SHORT TASK:
Reproduce the items below with every occurrence of "tuples" changed to "coordinate pairs", leaving all other text as it is.

Excerpts of location labeling data:
%%

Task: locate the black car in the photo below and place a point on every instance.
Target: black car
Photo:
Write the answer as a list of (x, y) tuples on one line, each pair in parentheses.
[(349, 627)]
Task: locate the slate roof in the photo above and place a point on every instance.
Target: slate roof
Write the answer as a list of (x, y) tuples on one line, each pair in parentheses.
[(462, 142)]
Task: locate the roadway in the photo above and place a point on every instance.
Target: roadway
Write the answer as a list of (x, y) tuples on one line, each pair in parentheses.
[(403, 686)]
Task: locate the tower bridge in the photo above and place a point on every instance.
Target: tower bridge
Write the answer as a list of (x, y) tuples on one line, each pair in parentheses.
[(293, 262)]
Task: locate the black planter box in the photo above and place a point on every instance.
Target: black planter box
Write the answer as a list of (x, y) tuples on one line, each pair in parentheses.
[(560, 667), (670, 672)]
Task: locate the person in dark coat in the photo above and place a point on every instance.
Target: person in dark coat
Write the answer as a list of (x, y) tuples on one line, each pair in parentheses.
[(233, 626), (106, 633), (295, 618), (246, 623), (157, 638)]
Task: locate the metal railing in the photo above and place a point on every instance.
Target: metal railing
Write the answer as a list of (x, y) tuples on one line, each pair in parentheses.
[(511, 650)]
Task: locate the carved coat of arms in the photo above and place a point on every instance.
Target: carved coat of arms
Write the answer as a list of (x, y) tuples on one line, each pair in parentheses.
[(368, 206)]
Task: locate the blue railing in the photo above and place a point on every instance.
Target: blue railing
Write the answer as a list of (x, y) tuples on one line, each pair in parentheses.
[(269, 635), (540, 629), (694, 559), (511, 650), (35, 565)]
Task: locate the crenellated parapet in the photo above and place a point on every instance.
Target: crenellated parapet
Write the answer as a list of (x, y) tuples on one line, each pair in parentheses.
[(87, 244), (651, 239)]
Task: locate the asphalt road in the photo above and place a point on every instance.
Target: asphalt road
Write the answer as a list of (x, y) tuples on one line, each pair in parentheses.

%%

ANSWER FOR THIS EXERCISE:
Task: locate the black car in the photo below and place a point on every instance.
Target: black car
Photo:
Write the answer as a list of (x, y) coordinate pairs on one line, each pair in parentheses.
[(349, 627)]
Task: locate the slate roof in the photo above and place a point on every instance.
Target: slate roof
Write the answer as a list of (x, y) coordinate pairs on one line, each pair in parentheses.
[(462, 142)]
Task: locate the roadway in the photo above and place a point on every instance.
Target: roadway
Write the answer as a list of (x, y) coordinate pairs on one line, each pair in parentheses.
[(403, 686)]
Task: locate the tower bridge in the photo above and place a point on every instance.
Target: tower bridge
Write the answer as a list of (x, y) coordinate pairs on one line, each pair in parentheses.
[(293, 262)]
Task: locate the black planter box in the photo above and place a point on every instance.
Target: black planter box
Write the answer as a list of (x, y) coordinate pairs on one line, each pair in parentheses.
[(560, 667), (670, 672)]
Task: locate the person in dark coat in the photo above and place a point on every instance.
Target: person in dark coat
Write the answer as a list of (x, y) coordinate pairs on one line, each pair in parentheses.
[(233, 626), (106, 633), (295, 618), (246, 623), (157, 638)]
Task: locate the metal railing in the photo above and place a point on every instance.
Target: metal railing
Write the answer as a list of (x, y) coordinate pairs on one line, each pair in parentheses.
[(511, 650)]
Task: locate the carved coat of arms in the photo above and place a point on every instance.
Target: carved coat of arms
Write the answer as a list of (x, y) coordinate pairs on one line, each pair in parentheses.
[(368, 206)]
Task: locate the blue railing in the photo above and place a point on every instance.
Target: blue railing
Write the answer as a list of (x, y) coordinate pairs on one line, each pair in parentheses.
[(269, 635), (540, 629), (694, 559), (511, 650), (35, 565)]
Task: locate the crenellated parapet in the photo above and place a point on every instance.
Target: crenellated parapet
Write the answer as a list of (x, y) coordinate pairs on one line, each pair in parentheses.
[(87, 244), (651, 239)]
Task: locate the asphalt road in the photo above and place a point on every instance.
Target: asphalt road
Write the answer as a list of (x, y) coordinate pairs on one line, each pair in parentheses.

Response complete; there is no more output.